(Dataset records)
+ + +
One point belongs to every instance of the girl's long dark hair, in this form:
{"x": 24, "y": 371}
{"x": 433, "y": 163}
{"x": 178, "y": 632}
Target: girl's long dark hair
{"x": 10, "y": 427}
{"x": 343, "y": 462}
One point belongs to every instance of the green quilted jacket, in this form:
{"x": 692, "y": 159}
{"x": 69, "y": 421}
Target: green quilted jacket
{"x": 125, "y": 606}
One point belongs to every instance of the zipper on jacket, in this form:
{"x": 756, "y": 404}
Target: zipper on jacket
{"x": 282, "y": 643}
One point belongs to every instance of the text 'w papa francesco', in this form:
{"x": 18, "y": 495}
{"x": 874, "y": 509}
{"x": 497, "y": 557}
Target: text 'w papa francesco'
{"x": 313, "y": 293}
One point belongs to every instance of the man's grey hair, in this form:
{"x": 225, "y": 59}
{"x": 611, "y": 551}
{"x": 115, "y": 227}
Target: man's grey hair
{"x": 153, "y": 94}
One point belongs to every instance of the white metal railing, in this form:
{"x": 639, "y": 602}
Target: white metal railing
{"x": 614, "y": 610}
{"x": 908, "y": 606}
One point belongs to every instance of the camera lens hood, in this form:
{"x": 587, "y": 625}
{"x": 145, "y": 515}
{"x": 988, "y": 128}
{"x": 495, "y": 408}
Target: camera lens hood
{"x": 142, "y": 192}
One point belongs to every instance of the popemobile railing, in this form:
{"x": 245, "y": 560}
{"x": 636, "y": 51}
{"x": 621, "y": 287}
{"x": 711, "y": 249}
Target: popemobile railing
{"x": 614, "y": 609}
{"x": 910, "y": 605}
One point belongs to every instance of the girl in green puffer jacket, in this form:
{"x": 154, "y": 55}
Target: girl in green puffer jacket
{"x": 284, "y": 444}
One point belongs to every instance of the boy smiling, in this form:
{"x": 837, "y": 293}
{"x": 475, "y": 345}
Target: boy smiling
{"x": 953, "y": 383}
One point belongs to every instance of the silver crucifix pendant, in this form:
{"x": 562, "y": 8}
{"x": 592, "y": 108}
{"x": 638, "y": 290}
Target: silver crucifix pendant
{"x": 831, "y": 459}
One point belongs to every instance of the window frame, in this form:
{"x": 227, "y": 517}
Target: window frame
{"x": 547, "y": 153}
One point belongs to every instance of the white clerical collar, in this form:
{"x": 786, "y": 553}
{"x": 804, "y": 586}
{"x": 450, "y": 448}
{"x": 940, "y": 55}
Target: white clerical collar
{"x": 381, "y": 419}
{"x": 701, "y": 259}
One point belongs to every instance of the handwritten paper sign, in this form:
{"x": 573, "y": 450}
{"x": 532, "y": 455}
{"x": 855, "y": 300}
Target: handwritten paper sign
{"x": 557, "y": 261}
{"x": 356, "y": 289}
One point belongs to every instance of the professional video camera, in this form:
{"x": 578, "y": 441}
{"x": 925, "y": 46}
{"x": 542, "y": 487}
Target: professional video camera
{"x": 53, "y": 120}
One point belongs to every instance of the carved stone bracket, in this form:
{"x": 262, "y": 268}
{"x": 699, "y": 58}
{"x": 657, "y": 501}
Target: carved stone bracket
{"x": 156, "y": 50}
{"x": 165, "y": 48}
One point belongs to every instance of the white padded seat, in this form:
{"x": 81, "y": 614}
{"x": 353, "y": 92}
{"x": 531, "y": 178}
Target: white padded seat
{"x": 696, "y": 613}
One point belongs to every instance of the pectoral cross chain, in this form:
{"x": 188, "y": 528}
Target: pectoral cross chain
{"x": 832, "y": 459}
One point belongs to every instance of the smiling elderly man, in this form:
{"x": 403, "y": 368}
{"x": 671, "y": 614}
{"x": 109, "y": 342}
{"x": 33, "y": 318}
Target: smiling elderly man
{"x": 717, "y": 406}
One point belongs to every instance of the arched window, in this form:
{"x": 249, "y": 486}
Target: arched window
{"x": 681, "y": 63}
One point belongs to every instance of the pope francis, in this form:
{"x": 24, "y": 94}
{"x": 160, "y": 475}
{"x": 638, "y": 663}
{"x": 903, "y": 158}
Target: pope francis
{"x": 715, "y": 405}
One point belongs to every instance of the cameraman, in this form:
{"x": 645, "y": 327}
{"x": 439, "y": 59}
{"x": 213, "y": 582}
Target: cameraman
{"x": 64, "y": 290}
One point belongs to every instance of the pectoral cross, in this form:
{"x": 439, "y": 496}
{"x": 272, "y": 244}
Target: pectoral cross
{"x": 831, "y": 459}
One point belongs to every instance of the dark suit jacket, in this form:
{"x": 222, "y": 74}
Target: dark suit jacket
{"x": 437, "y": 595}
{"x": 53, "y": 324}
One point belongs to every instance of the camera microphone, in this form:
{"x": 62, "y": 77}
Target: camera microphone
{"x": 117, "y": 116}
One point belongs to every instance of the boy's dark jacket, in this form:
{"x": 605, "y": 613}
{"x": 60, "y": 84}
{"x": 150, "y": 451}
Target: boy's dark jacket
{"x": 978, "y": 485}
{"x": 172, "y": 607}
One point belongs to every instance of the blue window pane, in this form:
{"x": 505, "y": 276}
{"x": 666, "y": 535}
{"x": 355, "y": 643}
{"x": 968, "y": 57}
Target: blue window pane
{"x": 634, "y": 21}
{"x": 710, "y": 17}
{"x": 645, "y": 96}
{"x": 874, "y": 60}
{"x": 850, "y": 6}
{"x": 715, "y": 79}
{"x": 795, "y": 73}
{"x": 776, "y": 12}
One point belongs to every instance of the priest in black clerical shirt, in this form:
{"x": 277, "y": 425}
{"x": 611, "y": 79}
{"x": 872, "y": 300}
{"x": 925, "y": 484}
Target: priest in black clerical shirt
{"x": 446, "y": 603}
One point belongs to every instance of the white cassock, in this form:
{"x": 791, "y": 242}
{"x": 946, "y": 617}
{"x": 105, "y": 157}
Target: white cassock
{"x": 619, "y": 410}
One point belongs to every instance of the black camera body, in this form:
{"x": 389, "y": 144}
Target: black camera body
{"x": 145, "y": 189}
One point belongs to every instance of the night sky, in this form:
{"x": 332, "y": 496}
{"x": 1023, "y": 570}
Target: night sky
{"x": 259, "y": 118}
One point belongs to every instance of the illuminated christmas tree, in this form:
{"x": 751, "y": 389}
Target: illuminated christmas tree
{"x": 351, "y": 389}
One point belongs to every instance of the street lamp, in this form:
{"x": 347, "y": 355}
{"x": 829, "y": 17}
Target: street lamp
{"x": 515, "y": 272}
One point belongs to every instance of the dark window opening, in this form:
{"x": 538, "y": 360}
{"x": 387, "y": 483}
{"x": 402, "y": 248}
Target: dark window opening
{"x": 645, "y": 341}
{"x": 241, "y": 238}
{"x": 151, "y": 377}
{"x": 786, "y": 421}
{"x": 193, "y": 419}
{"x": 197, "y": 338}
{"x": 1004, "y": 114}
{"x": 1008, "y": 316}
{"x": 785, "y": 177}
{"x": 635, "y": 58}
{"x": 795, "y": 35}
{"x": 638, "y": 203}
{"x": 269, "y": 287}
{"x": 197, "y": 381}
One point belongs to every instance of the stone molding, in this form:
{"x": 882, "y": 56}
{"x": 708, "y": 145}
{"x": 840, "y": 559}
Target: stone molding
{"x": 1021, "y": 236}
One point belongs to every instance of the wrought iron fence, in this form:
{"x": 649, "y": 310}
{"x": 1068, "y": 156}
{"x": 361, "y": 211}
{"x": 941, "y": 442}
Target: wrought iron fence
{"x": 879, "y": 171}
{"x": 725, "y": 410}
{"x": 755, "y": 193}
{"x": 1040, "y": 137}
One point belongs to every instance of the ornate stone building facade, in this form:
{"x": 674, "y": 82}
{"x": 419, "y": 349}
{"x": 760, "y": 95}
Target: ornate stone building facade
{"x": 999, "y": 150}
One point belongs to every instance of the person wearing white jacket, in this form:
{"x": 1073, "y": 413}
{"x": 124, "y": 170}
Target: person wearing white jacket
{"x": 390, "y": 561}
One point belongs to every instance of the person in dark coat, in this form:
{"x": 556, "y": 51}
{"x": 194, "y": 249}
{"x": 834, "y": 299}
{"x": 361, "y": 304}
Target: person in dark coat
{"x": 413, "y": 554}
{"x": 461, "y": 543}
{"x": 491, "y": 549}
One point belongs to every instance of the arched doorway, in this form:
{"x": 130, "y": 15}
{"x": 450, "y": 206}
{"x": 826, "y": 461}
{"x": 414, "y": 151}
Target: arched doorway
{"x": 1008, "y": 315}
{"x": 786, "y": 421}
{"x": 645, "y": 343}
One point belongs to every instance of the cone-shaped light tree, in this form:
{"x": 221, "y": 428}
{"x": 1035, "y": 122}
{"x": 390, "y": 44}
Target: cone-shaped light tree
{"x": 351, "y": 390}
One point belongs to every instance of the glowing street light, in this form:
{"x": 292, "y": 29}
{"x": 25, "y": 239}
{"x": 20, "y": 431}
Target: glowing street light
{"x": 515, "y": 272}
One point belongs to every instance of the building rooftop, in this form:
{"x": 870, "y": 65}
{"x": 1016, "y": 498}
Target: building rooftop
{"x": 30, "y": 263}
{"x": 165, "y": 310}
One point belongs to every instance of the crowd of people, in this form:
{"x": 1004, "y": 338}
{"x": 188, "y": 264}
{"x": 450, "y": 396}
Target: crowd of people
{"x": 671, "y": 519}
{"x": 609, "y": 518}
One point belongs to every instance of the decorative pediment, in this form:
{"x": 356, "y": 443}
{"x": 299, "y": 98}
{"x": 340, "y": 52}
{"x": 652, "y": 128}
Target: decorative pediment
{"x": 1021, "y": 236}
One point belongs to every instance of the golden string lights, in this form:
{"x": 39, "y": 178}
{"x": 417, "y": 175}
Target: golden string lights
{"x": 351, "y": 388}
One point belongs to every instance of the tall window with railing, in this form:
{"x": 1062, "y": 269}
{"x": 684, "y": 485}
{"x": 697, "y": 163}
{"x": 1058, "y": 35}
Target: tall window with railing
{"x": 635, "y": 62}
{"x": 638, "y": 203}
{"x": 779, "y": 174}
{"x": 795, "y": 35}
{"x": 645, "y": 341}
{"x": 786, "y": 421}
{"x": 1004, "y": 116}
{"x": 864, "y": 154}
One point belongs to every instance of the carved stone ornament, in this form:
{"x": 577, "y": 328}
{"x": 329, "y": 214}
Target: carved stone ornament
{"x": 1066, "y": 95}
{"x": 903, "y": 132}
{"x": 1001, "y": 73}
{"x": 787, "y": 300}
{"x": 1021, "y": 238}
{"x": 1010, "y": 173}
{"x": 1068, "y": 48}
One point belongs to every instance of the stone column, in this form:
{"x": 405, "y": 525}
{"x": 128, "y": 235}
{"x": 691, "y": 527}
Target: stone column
+ + +
_Task requirements_. Transcribe the entries above word for word, from the first line through the line containing "One point belongs to every instance of the zipper", and nothing else.

_The completed task_.
One point belongs to every instance of the girl's long dark hair, in this form:
{"x": 24, "y": 371}
{"x": 433, "y": 163}
{"x": 178, "y": 632}
Target: girl's long dark hair
{"x": 10, "y": 427}
{"x": 343, "y": 462}
One point belongs to every instance of the green quilted jacket, in this form:
{"x": 692, "y": 159}
{"x": 69, "y": 421}
Target: green quilted jacket
{"x": 125, "y": 606}
One point belongs to every instance of the zipper on jacket, in this form:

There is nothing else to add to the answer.